DATA SECTION —
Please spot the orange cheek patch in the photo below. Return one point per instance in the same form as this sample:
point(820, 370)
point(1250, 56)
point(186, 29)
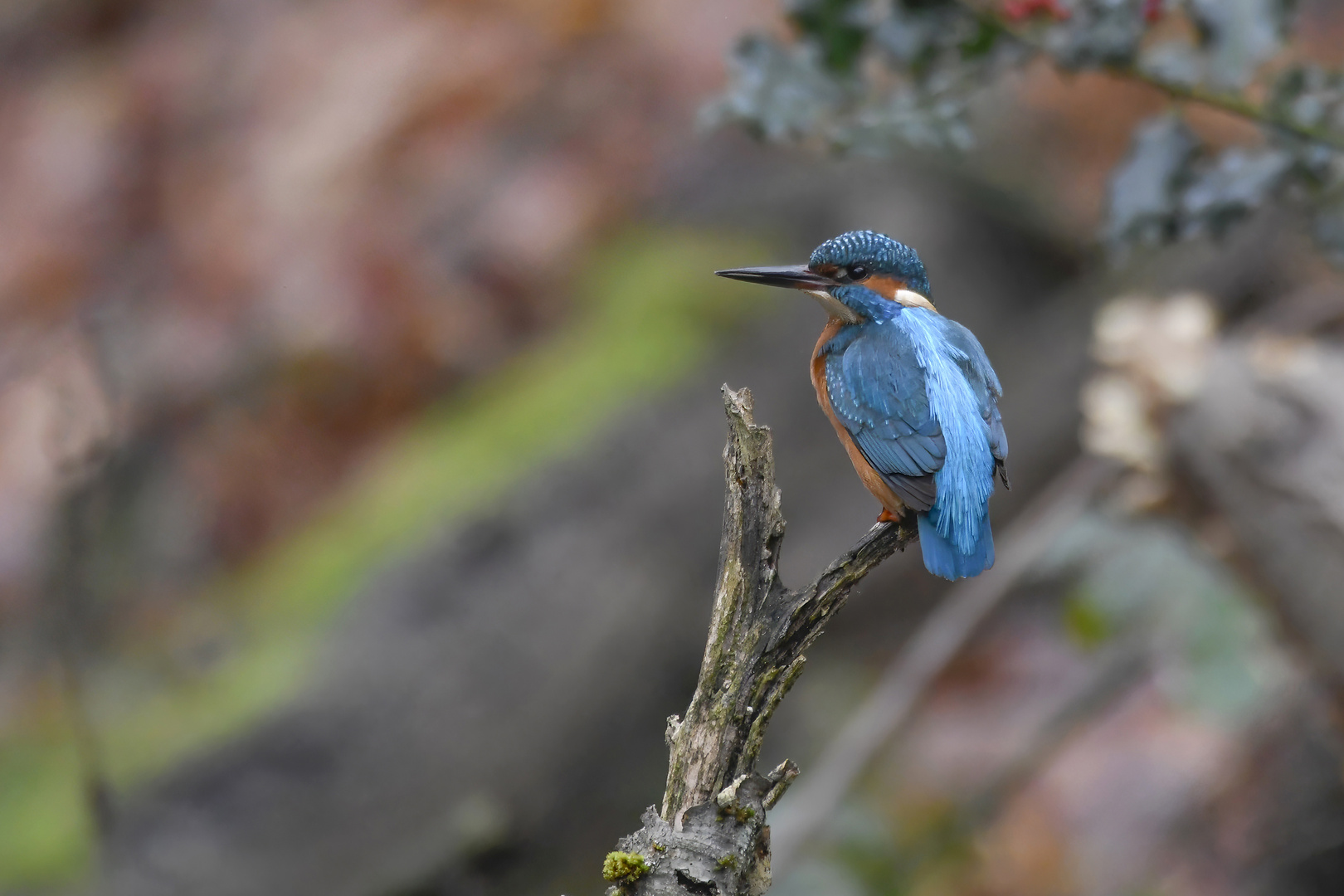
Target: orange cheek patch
point(884, 286)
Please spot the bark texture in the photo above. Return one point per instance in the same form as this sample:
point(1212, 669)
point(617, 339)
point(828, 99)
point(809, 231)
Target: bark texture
point(710, 837)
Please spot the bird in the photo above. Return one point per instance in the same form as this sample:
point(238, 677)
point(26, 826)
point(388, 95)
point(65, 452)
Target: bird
point(910, 392)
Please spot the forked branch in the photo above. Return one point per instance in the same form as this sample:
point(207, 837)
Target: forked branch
point(710, 835)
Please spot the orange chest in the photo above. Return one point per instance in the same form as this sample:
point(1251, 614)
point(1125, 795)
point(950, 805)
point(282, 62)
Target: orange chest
point(871, 479)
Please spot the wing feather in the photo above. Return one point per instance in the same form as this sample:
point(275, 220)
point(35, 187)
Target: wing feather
point(877, 391)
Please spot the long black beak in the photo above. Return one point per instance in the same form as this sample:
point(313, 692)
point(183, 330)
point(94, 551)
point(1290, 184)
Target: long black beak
point(791, 277)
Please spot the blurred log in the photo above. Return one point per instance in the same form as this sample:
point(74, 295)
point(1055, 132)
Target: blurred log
point(1264, 449)
point(711, 835)
point(926, 655)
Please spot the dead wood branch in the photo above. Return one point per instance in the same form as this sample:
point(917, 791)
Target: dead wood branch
point(710, 837)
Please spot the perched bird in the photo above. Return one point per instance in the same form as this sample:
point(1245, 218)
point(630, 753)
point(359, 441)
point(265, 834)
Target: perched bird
point(912, 394)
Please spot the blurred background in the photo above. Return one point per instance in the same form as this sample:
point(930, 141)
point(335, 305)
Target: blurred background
point(360, 438)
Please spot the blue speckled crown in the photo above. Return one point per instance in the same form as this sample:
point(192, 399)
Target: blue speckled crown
point(877, 251)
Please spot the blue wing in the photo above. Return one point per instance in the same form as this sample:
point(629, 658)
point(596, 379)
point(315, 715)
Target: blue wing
point(877, 391)
point(984, 383)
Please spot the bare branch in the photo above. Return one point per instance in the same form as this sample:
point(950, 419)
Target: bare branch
point(710, 835)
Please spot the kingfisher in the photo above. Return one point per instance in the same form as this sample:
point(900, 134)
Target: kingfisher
point(910, 394)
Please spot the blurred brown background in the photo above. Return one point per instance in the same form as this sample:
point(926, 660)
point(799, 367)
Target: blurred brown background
point(359, 465)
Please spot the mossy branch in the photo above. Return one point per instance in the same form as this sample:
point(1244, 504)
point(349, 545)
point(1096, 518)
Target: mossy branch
point(710, 835)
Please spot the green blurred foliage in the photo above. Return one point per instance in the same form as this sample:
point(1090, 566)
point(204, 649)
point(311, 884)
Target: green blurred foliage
point(648, 312)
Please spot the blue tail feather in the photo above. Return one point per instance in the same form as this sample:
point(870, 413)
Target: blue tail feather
point(944, 559)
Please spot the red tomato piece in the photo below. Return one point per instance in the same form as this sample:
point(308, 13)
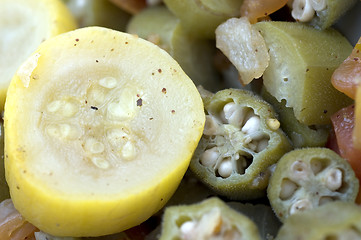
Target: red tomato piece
point(347, 76)
point(258, 9)
point(343, 124)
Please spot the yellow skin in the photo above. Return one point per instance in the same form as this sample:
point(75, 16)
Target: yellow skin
point(24, 24)
point(53, 182)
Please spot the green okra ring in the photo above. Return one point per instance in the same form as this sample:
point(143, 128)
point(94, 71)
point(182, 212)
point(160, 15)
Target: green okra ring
point(308, 178)
point(242, 139)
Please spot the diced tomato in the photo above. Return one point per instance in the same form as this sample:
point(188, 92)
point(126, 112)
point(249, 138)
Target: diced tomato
point(258, 9)
point(347, 76)
point(343, 124)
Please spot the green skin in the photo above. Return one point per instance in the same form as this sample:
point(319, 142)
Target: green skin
point(194, 55)
point(201, 17)
point(312, 185)
point(98, 13)
point(300, 134)
point(302, 60)
point(330, 221)
point(241, 186)
point(327, 17)
point(176, 215)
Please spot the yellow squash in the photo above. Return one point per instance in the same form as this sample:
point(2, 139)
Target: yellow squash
point(100, 127)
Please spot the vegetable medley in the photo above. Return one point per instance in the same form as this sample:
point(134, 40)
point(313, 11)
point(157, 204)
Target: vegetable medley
point(168, 119)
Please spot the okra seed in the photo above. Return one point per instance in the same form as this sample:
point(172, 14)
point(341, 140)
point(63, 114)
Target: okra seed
point(225, 168)
point(234, 114)
point(209, 157)
point(252, 125)
point(273, 124)
point(334, 179)
point(128, 151)
point(318, 5)
point(302, 10)
point(187, 228)
point(211, 125)
point(299, 170)
point(100, 162)
point(262, 144)
point(300, 206)
point(288, 188)
point(108, 82)
point(324, 199)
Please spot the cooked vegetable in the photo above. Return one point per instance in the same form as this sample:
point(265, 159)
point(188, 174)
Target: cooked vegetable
point(320, 13)
point(12, 225)
point(256, 10)
point(4, 188)
point(300, 134)
point(347, 76)
point(195, 56)
point(307, 178)
point(244, 46)
point(100, 13)
point(241, 140)
point(210, 219)
point(24, 24)
point(302, 60)
point(130, 6)
point(335, 220)
point(201, 17)
point(111, 124)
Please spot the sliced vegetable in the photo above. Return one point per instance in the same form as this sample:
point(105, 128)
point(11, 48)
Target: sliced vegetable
point(98, 13)
point(210, 219)
point(347, 76)
point(111, 124)
point(335, 220)
point(30, 22)
point(302, 60)
point(256, 10)
point(201, 17)
point(12, 225)
point(320, 13)
point(160, 26)
point(307, 178)
point(300, 134)
point(244, 46)
point(241, 140)
point(130, 6)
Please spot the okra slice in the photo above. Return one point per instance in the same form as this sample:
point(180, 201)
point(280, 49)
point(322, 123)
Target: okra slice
point(300, 134)
point(210, 219)
point(241, 140)
point(160, 26)
point(302, 60)
point(320, 13)
point(201, 17)
point(307, 178)
point(336, 220)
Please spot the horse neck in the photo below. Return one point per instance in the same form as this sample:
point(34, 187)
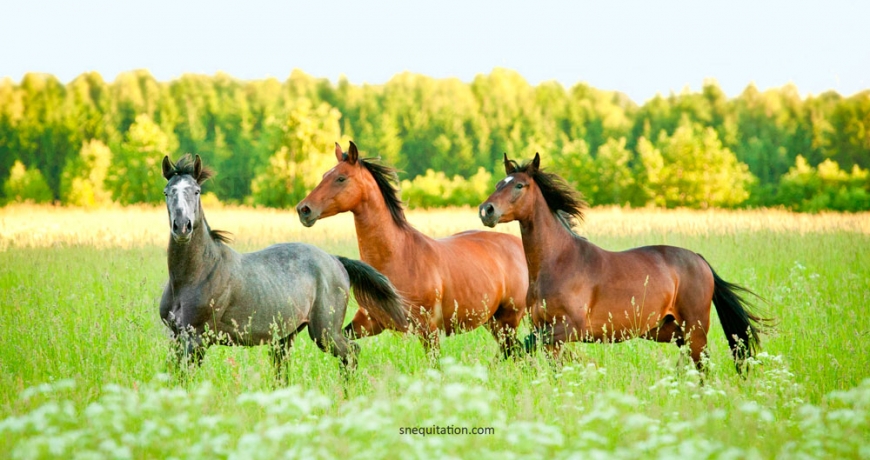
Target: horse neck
point(379, 237)
point(191, 262)
point(545, 237)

EXERCISE DETAILS — Copy the entire listing above word for word, leaving out the pictures.

EXERCISE SOLUTION —
Please spot the orange cheek patch in the photo below. Return one point per instance in the same form as this sample:
point(820, 370)
point(1250, 56)
point(186, 29)
Target: orange cheek patch
point(884, 286)
Please spot the bark texture in the photo above. Return one point per instance in the same form as this sample:
point(1212, 669)
point(617, 339)
point(828, 99)
point(809, 231)
Target: bark texture
point(710, 837)
Please spot the bird in the photo above. Return one point per instance in the same form as this sample:
point(238, 677)
point(26, 826)
point(388, 95)
point(65, 452)
Target: bird
point(910, 392)
Please spot the forked branch in the photo above. Return one point per instance in the same form as this sample:
point(207, 837)
Target: forked branch
point(710, 835)
Please spot the orange chest in the photo above. Return one point per instance in the same form as this sample:
point(1251, 614)
point(1125, 795)
point(950, 805)
point(282, 62)
Target: orange chest
point(871, 479)
Please spot the wing feather in the photo above. Return one point per instance in the same form as this sample:
point(275, 220)
point(35, 187)
Target: wing feather
point(877, 391)
Please spot the long black beak in the photo above. Return one point per instance in the same form as this sample:
point(313, 692)
point(183, 330)
point(94, 551)
point(1290, 184)
Target: long black beak
point(791, 277)
Please spot the blurred log in the photo above. Return one point per instance in the same form as this sample:
point(74, 295)
point(1055, 132)
Target: blurred log
point(1264, 449)
point(711, 835)
point(926, 655)
Please spot the dead wood branch in the photo above. Return one point per instance in the same form as this sample:
point(917, 791)
Target: dead wood branch
point(710, 837)
Please spot the perched bird in the photo above. Return one point per instance in the same form as this sample:
point(1245, 218)
point(630, 753)
point(359, 441)
point(265, 834)
Target: perched bird
point(912, 394)
Please spot the blurred background in the photo above. Return one point per instance in the same form as this sample:
point(930, 141)
point(335, 305)
Target: blurred background
point(360, 438)
Please spot the blue speckled crown in the photo above. Return one point per instance in the same form as this sample:
point(192, 399)
Target: blue speckled crown
point(877, 251)
Please spot the blue wing in the photo above. Return one point per instance in the same form as this sample:
point(629, 658)
point(596, 379)
point(315, 715)
Target: blue wing
point(877, 391)
point(984, 383)
Please spot the bare branch in the photo above. Return one point per instance in the same form as this sample:
point(950, 419)
Target: bare branch
point(710, 835)
Please spot the kingfisher in the photo above. Return one point per instance in the same form as this sample:
point(900, 134)
Target: kingfisher
point(910, 394)
Please spot the blurred brown background in the photo above. Return one point per instance in the same form as this sample:
point(926, 660)
point(799, 367)
Target: blurred brown background
point(359, 465)
Please spot the mossy branch in the photo above. Return one point per instance in the same form as this sample:
point(1244, 504)
point(349, 545)
point(1096, 518)
Target: mossy branch
point(710, 835)
Please spot the green blurred foliage in the photo above. Return one point per instance in the same form as this sample:
point(1090, 566)
point(204, 649)
point(311, 884)
Target: green blurred foliage
point(648, 312)
Please spot the blue tail feather in the photo above. Return one point per instance in the same form as this sample:
point(870, 413)
Target: blue tail feather
point(944, 559)
Please spot the red tomato piece in the photo below. Return one point per instance in the same form as this sample:
point(308, 13)
Target: red tomato piece
point(347, 76)
point(258, 9)
point(343, 124)
Please spot the yellow skin in the photo above. Return one point per instance in the same form as this sample:
point(75, 16)
Target: yellow skin
point(24, 24)
point(53, 182)
Please spot the green okra ring in the photo above. Return one point per instance in the same form as this sample:
point(143, 128)
point(94, 71)
point(182, 212)
point(160, 15)
Target: green okra ring
point(308, 178)
point(242, 139)
Please spot the diced tomato in the photo above. Return one point per instance in the same form as this sample:
point(188, 92)
point(126, 112)
point(249, 138)
Target: diced tomato
point(258, 9)
point(347, 76)
point(343, 124)
Please spot the green skin in the photo above. Return one point per instance in the same form as this sample:
point(319, 142)
Target: green skin
point(194, 55)
point(201, 17)
point(312, 185)
point(98, 13)
point(300, 134)
point(302, 60)
point(330, 221)
point(241, 186)
point(327, 17)
point(176, 215)
Please spot the yellow squash in the photo above. Return one point per instance in the same form as this sample:
point(2, 139)
Target: yellow squash
point(100, 127)
Please spot the vegetable medley in the photo above. Return one point per instance in the same form as this sample:
point(134, 40)
point(313, 11)
point(157, 204)
Target: vegetable medley
point(168, 119)
Please spot the okra seed in the photo above. Return one point per instance in the same form as this sample:
point(172, 14)
point(341, 140)
point(63, 114)
Target: okra seed
point(225, 168)
point(234, 114)
point(209, 157)
point(252, 125)
point(273, 124)
point(334, 179)
point(128, 151)
point(318, 5)
point(302, 10)
point(187, 228)
point(211, 125)
point(299, 170)
point(100, 162)
point(262, 144)
point(300, 206)
point(288, 188)
point(108, 82)
point(324, 199)
Please spot the cooked vegetable in the photo above. Return one point per instance in the same form as this sample:
point(265, 159)
point(188, 174)
Target: cooked vegetable
point(320, 13)
point(12, 225)
point(256, 10)
point(4, 188)
point(300, 134)
point(347, 76)
point(195, 56)
point(307, 178)
point(244, 46)
point(100, 13)
point(241, 140)
point(210, 219)
point(24, 24)
point(302, 60)
point(130, 6)
point(335, 220)
point(201, 17)
point(111, 124)
Please spot the sliced vegetable in the photo above. Return one point per instance in the same form as this sample:
point(105, 128)
point(11, 48)
Target: sliced vegetable
point(98, 13)
point(210, 219)
point(347, 76)
point(111, 124)
point(335, 220)
point(30, 22)
point(302, 60)
point(256, 10)
point(201, 17)
point(12, 225)
point(320, 13)
point(160, 26)
point(307, 178)
point(300, 134)
point(244, 46)
point(241, 140)
point(130, 6)
Please spot the okra slice in the photo above. Return one point per instance in the same form as this sample:
point(180, 201)
point(280, 49)
point(322, 123)
Target: okra slice
point(300, 134)
point(210, 219)
point(241, 140)
point(160, 26)
point(302, 60)
point(320, 13)
point(201, 17)
point(307, 178)
point(336, 220)
Please spot the horse neck in the photo below. Return one point per instance in the same form as this sample:
point(34, 187)
Target: horse neck
point(379, 237)
point(191, 262)
point(545, 237)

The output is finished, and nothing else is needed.